▶ _Image location labeling entries_
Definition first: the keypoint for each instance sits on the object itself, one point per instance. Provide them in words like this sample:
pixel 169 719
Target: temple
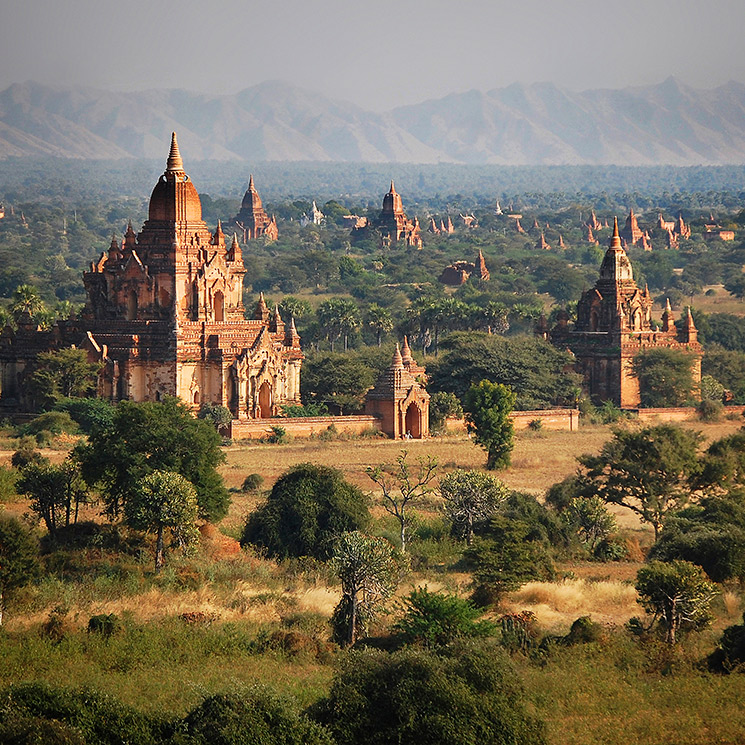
pixel 164 317
pixel 252 218
pixel 392 224
pixel 614 324
pixel 399 399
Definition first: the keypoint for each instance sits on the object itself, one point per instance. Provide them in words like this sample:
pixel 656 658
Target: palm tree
pixel 380 320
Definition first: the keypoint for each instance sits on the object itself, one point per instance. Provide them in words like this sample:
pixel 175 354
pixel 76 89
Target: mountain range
pixel 539 124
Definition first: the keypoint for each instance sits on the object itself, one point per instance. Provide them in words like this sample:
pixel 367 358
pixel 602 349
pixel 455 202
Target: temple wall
pixel 255 429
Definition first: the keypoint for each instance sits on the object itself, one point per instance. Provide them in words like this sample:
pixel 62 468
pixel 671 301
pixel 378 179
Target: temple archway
pixel 132 306
pixel 413 422
pixel 218 307
pixel 265 400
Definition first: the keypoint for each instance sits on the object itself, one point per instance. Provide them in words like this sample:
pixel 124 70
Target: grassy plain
pixel 615 691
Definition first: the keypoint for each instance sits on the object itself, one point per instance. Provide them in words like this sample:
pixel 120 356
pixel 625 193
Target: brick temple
pixel 164 317
pixel 614 324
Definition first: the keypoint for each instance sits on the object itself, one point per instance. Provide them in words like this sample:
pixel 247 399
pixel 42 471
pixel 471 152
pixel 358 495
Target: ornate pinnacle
pixel 174 157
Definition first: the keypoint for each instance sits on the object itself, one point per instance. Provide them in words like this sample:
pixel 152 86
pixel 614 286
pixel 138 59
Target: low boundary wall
pixel 256 429
pixel 681 414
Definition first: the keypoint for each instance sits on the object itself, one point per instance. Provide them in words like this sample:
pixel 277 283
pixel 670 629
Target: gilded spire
pixel 174 157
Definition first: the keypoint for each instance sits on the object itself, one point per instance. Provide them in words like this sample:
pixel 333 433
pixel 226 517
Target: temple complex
pixel 614 324
pixel 164 317
pixel 399 398
pixel 252 218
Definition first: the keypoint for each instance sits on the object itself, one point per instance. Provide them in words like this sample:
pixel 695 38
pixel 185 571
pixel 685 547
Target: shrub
pixel 433 619
pixel 309 507
pixel 462 695
pixel 253 716
pixel 252 483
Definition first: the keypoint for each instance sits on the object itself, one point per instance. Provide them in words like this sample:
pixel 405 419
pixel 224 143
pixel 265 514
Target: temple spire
pixel 174 157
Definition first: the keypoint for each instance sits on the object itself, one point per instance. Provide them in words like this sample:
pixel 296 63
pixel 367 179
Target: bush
pixel 730 652
pixel 252 483
pixel 460 696
pixel 432 619
pixel 255 716
pixel 309 507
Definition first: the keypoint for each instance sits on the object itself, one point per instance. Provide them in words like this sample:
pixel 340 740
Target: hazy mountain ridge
pixel 538 124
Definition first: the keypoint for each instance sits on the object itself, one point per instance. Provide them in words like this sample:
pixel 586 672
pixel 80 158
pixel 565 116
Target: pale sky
pixel 378 54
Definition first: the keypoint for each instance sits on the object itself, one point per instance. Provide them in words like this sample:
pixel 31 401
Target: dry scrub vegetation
pixel 610 692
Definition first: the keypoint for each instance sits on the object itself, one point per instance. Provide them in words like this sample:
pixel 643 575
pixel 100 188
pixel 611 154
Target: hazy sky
pixel 378 54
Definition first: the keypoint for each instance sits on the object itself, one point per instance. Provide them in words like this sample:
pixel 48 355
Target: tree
pixel 488 406
pixel 665 377
pixel 19 559
pixel 677 594
pixel 540 374
pixel 367 570
pixel 648 471
pixel 461 695
pixel 380 320
pixel 308 509
pixel 164 500
pixel 590 519
pixel 146 437
pixel 56 492
pixel 64 373
pixel 402 487
pixel 433 619
pixel 472 498
pixel 26 301
pixel 219 416
pixel 508 556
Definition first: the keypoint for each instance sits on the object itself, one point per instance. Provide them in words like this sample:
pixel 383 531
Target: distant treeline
pixel 68 181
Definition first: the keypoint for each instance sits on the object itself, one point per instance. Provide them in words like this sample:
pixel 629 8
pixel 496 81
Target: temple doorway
pixel 219 307
pixel 265 400
pixel 413 422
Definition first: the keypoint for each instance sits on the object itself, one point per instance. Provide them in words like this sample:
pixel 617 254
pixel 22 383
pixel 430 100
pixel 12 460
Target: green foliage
pixel 402 486
pixel 74 718
pixel 488 406
pixel 647 470
pixel 471 500
pixel 433 619
pixel 711 535
pixel 460 696
pixel 252 483
pixel 665 377
pixel 255 715
pixel 729 655
pixel 368 572
pixel 441 406
pixel 538 373
pixel 65 373
pixel 506 558
pixel 590 519
pixel 677 594
pixel 145 437
pixel 219 416
pixel 308 509
pixel 56 492
pixel 19 558
pixel 160 501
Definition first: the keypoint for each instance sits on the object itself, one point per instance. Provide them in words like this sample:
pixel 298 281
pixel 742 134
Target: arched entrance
pixel 265 400
pixel 132 306
pixel 413 422
pixel 219 307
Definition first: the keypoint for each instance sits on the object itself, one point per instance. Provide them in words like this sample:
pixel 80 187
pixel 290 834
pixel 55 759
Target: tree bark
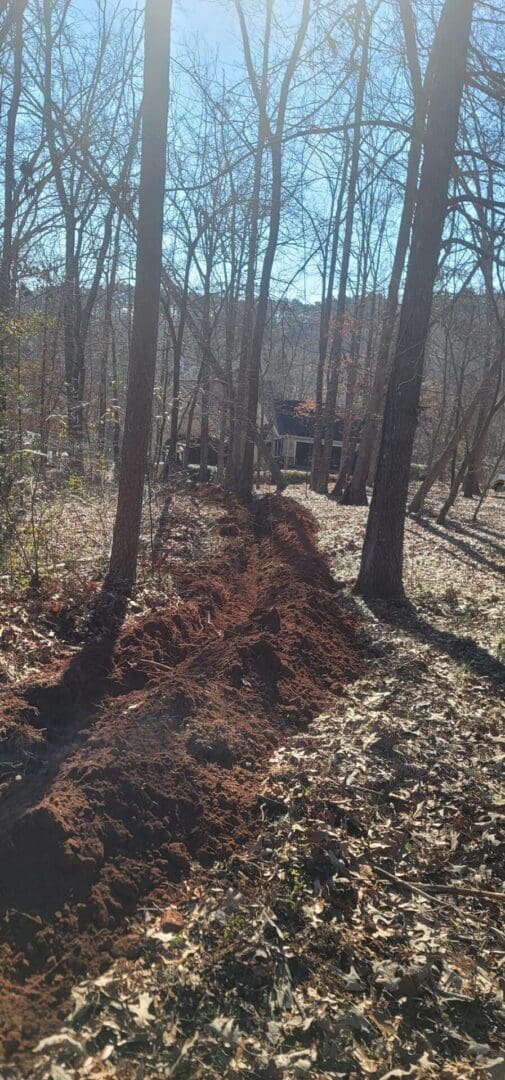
pixel 381 569
pixel 366 461
pixel 322 461
pixel 142 358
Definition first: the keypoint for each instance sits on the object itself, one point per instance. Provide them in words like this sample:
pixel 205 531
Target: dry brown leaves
pixel 362 934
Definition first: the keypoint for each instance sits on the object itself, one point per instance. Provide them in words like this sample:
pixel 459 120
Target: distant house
pixel 290 434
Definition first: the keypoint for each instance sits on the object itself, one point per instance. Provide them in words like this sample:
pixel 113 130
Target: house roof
pixel 298 418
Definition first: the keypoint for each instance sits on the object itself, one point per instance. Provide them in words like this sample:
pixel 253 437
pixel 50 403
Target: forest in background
pixel 291 183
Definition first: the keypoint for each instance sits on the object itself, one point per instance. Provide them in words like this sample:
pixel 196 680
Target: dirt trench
pixel 146 754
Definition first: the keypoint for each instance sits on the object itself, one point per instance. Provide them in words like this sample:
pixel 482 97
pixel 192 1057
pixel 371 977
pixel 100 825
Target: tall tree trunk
pixel 142 358
pixel 381 570
pixel 366 461
pixel 321 464
pixel 325 321
pixel 9 198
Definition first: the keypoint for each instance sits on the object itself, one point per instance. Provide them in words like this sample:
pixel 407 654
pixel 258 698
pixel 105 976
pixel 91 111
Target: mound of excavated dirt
pixel 146 754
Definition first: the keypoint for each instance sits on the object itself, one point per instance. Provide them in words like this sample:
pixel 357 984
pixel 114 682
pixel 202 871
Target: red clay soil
pixel 146 754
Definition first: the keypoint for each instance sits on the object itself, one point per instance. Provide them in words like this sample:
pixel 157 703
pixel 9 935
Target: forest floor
pixel 343 763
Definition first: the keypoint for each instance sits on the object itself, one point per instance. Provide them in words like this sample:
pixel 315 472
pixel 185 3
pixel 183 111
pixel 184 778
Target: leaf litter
pixel 360 934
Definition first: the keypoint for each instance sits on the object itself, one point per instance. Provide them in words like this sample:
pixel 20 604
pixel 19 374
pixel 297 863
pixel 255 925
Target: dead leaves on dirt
pixel 362 934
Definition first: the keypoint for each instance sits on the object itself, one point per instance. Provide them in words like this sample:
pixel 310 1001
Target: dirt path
pixel 362 933
pixel 146 754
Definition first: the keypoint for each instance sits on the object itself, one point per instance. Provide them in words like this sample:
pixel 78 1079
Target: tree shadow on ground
pixel 456 540
pixel 405 617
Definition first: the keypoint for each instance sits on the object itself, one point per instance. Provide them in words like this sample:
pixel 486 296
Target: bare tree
pixel 381 569
pixel 137 421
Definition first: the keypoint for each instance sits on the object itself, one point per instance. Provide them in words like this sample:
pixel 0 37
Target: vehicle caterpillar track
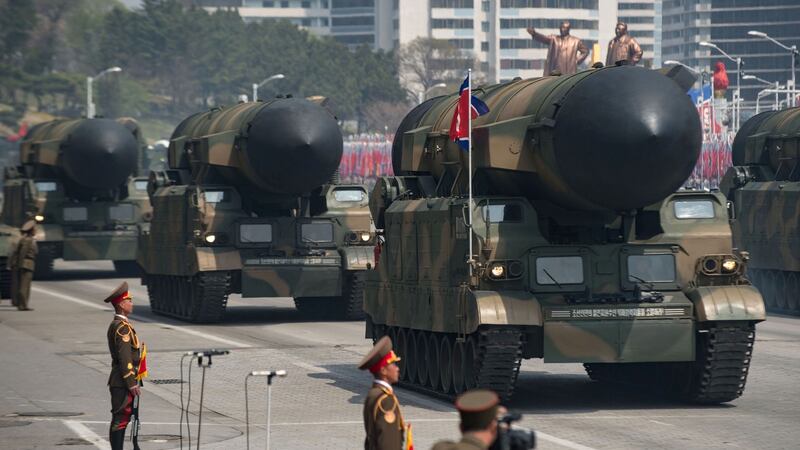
pixel 718 375
pixel 5 279
pixel 570 247
pixel 443 365
pixel 763 187
pixel 348 306
pixel 78 179
pixel 201 298
pixel 252 191
pixel 781 289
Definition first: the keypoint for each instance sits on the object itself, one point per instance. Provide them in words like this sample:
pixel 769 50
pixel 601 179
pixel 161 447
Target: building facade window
pixel 452 23
pixel 566 4
pixel 624 6
pixel 452 4
pixel 521 64
pixel 547 23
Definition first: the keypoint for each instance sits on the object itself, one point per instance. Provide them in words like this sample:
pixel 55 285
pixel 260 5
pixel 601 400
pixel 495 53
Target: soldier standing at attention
pixel 478 410
pixel 623 47
pixel 126 355
pixel 564 53
pixel 22 264
pixel 383 420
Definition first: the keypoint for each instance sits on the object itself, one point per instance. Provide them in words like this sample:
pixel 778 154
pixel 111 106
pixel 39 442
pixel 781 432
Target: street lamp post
pixel 774 85
pixel 424 95
pixel 703 76
pixel 792 50
pixel 738 93
pixel 672 62
pixel 89 81
pixel 277 76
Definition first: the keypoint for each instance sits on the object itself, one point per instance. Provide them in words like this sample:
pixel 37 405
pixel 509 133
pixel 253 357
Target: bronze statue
pixel 565 51
pixel 623 47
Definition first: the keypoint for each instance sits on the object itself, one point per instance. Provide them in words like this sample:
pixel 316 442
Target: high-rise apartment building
pixel 493 31
pixel 726 23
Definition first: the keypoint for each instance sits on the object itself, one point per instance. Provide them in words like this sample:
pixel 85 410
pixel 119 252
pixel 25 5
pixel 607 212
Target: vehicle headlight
pixel 497 270
pixel 216 238
pixel 729 265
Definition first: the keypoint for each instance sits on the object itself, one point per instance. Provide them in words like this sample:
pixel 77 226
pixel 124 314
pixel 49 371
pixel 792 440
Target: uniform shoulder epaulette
pixel 380 407
pixel 124 331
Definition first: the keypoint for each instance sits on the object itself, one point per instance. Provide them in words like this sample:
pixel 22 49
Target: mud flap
pixel 728 303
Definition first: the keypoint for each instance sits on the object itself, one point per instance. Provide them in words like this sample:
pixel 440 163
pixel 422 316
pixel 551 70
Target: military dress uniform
pixel 383 420
pixel 126 357
pixel 477 408
pixel 22 264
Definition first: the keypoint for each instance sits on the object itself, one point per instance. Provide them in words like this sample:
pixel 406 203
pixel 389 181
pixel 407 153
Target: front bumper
pixel 292 277
pixel 620 333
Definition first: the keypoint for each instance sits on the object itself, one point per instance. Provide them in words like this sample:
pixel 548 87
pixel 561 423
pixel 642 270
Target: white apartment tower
pixel 492 30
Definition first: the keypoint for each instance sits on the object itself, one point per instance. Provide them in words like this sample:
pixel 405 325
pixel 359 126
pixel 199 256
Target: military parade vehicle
pixel 251 205
pixel 764 187
pixel 583 250
pixel 76 179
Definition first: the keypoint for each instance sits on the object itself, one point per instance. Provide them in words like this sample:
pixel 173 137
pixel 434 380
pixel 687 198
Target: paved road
pixel 54 365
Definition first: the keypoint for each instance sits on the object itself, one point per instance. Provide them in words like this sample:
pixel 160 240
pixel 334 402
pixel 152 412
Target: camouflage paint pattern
pixel 764 187
pixel 73 229
pixel 207 165
pixel 284 267
pixel 422 266
pixel 590 309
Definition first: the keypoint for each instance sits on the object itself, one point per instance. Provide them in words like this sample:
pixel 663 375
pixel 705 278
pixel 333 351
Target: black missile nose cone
pixel 626 137
pixel 100 154
pixel 294 146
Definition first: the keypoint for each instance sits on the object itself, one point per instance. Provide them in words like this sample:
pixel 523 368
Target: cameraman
pixel 478 409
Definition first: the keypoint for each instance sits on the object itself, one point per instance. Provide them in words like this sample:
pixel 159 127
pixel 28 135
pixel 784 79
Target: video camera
pixel 510 437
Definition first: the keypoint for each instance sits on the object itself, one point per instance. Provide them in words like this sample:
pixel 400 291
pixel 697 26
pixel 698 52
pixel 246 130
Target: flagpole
pixel 471 260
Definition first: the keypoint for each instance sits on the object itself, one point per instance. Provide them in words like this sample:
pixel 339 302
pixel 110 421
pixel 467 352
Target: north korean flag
pixel 467 104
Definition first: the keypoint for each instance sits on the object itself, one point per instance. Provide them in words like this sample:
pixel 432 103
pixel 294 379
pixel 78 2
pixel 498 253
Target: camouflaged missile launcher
pixel 583 251
pixel 76 179
pixel 251 206
pixel 764 187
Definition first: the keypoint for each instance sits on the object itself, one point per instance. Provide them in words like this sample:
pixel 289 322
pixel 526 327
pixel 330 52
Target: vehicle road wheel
pixel 422 354
pixel 44 262
pixel 127 268
pixel 470 363
pixel 780 290
pixel 792 293
pixel 402 350
pixel 446 364
pixel 459 355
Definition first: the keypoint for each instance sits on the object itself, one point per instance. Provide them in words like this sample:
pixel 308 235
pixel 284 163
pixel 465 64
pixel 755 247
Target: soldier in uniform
pixel 383 420
pixel 22 264
pixel 478 410
pixel 126 355
pixel 564 53
pixel 623 47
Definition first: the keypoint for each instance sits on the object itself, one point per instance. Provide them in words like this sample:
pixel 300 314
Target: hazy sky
pixel 132 3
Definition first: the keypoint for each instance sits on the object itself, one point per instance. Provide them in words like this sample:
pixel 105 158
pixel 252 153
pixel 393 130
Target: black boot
pixel 117 439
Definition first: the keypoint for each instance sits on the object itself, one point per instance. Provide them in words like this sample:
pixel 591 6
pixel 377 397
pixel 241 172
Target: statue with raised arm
pixel 623 47
pixel 565 52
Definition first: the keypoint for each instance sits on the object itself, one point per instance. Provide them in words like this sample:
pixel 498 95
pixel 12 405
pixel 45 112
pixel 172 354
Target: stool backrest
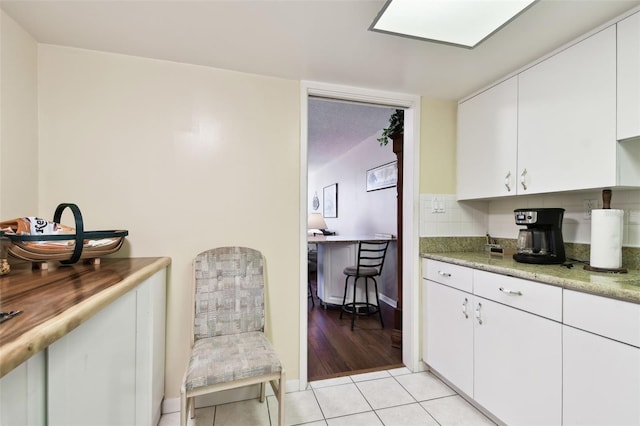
pixel 371 254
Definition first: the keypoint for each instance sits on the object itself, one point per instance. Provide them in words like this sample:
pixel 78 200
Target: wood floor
pixel 334 350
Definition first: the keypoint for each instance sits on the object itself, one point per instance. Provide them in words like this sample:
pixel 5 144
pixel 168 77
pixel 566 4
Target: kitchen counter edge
pixel 14 353
pixel 613 286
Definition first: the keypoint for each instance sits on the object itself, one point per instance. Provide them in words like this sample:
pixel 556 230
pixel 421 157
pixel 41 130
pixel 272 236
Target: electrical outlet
pixel 437 205
pixel 588 206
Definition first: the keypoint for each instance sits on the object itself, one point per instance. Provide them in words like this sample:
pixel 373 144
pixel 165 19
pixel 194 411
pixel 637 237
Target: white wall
pixel 184 157
pixel 18 121
pixel 475 218
pixel 359 212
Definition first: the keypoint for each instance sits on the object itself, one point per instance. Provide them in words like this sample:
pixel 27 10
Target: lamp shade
pixel 316 221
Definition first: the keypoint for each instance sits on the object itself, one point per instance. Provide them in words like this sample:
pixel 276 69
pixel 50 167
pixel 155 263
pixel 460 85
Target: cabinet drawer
pixel 611 318
pixel 540 299
pixel 455 276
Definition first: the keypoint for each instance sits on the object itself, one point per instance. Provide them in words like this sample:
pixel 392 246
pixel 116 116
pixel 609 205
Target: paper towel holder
pixel 606 204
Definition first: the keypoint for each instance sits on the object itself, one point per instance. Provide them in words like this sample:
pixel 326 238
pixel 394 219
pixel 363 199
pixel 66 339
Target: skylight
pixel 463 23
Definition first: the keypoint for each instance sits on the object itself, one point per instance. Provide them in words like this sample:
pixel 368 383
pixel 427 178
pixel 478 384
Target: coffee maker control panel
pixel 526 217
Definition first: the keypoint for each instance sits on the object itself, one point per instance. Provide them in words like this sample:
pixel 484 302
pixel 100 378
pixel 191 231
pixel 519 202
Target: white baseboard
pixel 388 301
pixel 172 405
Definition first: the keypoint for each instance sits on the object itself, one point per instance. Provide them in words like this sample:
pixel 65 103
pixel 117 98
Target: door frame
pixel 411 210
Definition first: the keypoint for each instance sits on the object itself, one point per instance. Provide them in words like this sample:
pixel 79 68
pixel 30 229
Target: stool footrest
pixel 361 308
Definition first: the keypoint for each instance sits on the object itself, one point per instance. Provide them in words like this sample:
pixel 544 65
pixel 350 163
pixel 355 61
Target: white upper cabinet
pixel 567 118
pixel 629 77
pixel 487 142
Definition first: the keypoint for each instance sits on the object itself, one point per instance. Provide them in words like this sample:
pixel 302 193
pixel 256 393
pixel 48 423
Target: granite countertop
pixel 616 286
pixel 346 238
pixel 57 300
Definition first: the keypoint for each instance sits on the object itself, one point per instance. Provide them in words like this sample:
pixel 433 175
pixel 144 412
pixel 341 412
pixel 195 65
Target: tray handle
pixel 77 216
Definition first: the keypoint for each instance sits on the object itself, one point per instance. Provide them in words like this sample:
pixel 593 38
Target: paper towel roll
pixel 606 238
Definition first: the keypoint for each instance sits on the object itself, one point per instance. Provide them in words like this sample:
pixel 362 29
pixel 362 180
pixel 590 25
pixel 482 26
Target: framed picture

▶ _Exercise brief_
Tally the lines above that contain the string "soldier" and give only that number.

▶ _Solution to the exercise_
2